Work instructions
Rewrite the rows from the start through the line containing "x=139, y=197", swapping every "shelf audit" for "inventory review" and changing nothing else.

Dataset rows
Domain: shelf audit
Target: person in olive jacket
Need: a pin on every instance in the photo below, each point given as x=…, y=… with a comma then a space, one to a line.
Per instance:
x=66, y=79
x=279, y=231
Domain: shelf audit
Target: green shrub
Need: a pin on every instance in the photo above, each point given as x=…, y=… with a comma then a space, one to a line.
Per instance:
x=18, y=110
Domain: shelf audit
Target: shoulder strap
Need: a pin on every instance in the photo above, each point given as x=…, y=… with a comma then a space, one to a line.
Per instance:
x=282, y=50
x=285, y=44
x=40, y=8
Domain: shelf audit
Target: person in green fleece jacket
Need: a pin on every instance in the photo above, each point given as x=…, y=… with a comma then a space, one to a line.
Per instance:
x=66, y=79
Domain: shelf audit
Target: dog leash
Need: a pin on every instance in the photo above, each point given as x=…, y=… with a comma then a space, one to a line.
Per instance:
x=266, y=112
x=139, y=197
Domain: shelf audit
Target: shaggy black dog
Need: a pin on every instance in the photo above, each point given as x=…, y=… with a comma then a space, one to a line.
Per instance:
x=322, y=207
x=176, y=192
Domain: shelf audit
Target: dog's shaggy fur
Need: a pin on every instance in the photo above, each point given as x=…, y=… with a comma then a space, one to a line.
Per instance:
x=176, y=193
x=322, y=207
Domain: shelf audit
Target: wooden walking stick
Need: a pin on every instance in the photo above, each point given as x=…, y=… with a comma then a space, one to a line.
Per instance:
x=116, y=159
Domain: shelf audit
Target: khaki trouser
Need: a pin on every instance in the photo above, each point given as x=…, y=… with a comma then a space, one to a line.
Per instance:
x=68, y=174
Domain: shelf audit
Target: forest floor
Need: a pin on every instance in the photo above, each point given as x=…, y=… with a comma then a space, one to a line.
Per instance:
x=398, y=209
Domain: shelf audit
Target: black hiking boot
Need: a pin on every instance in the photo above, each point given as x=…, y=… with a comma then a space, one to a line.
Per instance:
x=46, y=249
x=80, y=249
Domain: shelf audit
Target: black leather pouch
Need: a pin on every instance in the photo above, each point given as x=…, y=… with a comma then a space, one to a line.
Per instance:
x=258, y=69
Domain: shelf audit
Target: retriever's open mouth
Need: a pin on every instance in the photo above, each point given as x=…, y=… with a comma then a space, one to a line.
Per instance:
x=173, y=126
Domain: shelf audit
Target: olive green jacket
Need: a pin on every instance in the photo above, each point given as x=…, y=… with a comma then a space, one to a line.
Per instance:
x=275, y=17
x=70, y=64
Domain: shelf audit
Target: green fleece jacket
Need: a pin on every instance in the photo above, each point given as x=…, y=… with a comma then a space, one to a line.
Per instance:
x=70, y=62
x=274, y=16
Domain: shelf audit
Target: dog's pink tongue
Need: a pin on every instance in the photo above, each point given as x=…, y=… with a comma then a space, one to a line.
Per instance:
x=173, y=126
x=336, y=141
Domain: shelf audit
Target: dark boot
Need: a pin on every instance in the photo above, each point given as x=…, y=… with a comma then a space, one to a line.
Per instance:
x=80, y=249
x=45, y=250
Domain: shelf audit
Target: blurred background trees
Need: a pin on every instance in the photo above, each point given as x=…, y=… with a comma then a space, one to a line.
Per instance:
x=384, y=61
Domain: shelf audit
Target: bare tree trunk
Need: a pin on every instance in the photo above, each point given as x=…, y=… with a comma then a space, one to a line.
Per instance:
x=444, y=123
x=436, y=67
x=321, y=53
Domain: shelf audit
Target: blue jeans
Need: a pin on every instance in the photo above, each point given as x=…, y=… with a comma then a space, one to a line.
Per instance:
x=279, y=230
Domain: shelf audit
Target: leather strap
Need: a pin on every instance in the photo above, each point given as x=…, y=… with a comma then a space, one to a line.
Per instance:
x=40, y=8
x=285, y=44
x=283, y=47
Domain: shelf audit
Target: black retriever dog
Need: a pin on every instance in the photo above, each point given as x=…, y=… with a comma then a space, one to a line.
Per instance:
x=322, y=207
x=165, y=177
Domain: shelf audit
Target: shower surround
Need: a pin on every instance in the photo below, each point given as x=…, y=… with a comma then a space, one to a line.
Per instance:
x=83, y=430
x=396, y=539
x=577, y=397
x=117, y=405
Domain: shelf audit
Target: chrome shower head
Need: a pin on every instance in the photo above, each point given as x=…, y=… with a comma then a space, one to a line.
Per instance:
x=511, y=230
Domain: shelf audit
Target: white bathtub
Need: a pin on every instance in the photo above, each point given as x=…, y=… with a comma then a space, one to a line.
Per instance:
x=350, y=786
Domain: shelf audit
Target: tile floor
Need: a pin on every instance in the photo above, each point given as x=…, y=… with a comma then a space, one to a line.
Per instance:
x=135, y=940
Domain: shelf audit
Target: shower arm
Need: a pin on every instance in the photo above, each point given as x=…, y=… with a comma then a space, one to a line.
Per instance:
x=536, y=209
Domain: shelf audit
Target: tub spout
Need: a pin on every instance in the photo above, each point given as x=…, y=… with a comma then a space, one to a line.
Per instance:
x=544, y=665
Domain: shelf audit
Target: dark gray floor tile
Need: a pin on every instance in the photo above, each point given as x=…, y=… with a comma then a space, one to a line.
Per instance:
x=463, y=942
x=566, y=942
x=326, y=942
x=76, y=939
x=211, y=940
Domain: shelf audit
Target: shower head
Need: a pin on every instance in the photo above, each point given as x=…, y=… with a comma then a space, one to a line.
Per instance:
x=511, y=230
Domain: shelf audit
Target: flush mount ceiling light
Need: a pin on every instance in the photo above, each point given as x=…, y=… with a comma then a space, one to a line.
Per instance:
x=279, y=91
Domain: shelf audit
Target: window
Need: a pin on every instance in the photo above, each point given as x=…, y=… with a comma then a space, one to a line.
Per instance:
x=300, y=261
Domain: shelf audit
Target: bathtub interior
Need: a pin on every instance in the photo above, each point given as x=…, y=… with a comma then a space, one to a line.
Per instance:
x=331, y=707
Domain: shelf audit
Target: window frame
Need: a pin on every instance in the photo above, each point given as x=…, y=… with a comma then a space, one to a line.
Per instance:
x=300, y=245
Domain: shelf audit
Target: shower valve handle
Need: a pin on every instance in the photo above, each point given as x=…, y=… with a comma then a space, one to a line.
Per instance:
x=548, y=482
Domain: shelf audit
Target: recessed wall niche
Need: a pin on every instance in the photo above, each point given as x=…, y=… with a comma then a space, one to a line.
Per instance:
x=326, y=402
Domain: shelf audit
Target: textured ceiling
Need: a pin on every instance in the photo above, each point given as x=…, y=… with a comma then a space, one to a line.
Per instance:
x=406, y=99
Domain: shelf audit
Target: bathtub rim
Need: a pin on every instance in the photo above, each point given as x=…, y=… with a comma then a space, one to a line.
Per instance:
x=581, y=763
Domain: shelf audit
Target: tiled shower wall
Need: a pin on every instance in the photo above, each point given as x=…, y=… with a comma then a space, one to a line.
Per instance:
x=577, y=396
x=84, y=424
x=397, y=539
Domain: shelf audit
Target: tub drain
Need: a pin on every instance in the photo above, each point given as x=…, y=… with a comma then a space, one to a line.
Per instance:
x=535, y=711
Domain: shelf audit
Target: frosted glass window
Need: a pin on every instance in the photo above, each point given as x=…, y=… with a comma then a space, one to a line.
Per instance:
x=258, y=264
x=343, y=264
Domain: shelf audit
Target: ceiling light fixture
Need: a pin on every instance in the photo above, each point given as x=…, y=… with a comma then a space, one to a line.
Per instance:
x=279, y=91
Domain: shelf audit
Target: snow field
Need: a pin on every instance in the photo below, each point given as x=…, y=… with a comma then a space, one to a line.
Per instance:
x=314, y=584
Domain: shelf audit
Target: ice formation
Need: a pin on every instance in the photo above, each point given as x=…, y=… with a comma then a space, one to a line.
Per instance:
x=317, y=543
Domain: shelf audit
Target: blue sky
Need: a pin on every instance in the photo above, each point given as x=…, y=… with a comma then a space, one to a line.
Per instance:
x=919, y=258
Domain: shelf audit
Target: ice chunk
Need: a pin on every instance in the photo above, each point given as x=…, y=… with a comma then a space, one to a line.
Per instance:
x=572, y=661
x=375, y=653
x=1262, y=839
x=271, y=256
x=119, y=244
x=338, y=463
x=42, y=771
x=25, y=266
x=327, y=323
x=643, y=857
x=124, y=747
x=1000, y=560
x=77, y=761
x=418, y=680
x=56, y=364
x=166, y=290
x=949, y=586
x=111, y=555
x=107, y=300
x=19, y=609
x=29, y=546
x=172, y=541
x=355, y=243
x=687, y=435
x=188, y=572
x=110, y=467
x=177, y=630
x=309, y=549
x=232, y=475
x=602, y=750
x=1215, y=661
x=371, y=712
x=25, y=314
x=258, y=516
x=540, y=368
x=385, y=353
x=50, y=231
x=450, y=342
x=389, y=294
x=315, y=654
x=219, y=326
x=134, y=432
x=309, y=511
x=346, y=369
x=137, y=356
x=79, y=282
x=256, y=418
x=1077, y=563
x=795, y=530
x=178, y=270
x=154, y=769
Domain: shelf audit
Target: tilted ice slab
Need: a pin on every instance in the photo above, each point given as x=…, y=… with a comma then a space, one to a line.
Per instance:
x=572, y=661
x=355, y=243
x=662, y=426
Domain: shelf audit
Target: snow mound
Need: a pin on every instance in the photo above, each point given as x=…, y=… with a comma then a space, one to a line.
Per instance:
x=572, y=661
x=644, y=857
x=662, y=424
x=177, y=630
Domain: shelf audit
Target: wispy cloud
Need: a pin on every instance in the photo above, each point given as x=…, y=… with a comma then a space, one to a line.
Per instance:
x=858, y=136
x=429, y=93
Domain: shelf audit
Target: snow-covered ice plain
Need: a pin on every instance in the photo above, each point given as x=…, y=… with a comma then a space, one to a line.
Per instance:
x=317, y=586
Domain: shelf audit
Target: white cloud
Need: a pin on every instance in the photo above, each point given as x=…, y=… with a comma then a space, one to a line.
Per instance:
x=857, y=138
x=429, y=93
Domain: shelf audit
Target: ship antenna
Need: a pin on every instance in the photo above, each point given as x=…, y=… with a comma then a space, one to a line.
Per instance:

Finished exercise
Domain: inventory review
Target: person in olive jacket
Need: a pin on every instance in the photo below, each point given as x=…, y=… with a comma then a space, one to a line.
Per instance:
x=66, y=79
x=279, y=231
Domain: inventory review
Target: green shrub
Need: a pin on every instance in the photo above, each point given as x=…, y=… with a comma then a space, one to a line.
Per instance:
x=18, y=110
Domain: inventory review
Target: shoulder strap
Need: a pin on every instance in the photo above, each point given as x=…, y=… with a comma then a space, one to a line.
Per instance:
x=282, y=50
x=285, y=44
x=40, y=8
Domain: inventory review
Target: person in green fleece jacket
Need: a pin on every instance in the photo above, each point given as x=…, y=… with a comma then a space, one to a line.
Per instance:
x=66, y=79
Domain: inventory review
Target: dog leash
Need: a pin on every instance in the photo above, each point given as x=…, y=… with a comma then a space, one to a line.
Per instance:
x=266, y=112
x=139, y=197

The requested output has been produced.